Segment Start: MATERIAL TO PROCESS

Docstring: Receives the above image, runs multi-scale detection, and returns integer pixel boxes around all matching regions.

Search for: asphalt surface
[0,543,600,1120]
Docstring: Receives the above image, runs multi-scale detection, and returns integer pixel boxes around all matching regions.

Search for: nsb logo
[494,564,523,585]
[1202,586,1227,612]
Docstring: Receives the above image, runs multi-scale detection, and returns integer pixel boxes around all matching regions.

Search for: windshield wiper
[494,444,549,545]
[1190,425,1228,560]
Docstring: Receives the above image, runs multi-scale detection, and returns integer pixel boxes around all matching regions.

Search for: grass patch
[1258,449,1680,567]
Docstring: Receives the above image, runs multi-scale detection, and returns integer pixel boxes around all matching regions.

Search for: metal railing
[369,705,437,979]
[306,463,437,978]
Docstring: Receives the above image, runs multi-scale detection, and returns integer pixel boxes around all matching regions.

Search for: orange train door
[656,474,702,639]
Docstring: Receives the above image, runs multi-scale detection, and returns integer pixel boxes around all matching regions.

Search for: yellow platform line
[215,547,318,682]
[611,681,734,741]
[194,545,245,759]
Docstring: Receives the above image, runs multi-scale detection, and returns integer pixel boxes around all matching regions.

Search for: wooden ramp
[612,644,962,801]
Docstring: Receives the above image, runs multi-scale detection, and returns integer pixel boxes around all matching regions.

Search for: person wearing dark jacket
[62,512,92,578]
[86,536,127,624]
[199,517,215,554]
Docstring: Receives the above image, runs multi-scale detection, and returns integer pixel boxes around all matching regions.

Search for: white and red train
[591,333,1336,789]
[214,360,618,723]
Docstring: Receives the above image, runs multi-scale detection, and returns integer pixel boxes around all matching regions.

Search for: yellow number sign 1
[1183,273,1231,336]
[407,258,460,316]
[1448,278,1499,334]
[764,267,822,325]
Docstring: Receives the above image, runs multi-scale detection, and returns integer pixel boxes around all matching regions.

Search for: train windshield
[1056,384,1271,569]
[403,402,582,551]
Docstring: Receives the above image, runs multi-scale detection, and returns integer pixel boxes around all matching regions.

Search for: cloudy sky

Segment End: MATERIAL TO PROCESS

WORK TO BE COMPLETED :: Your task is to restate, word for word, the line with "Search for: train windshield" and all lines after it, ending with the last line of the data.

RESPONSE FOR THIS EXERCISE ::
Search for: train windshield
[1056,384,1271,569]
[403,402,582,551]
Docstring: Receives the above image, runs multi-scale detection, and returns integer pixel boxes around all matching regions.

Search for: cloudy sky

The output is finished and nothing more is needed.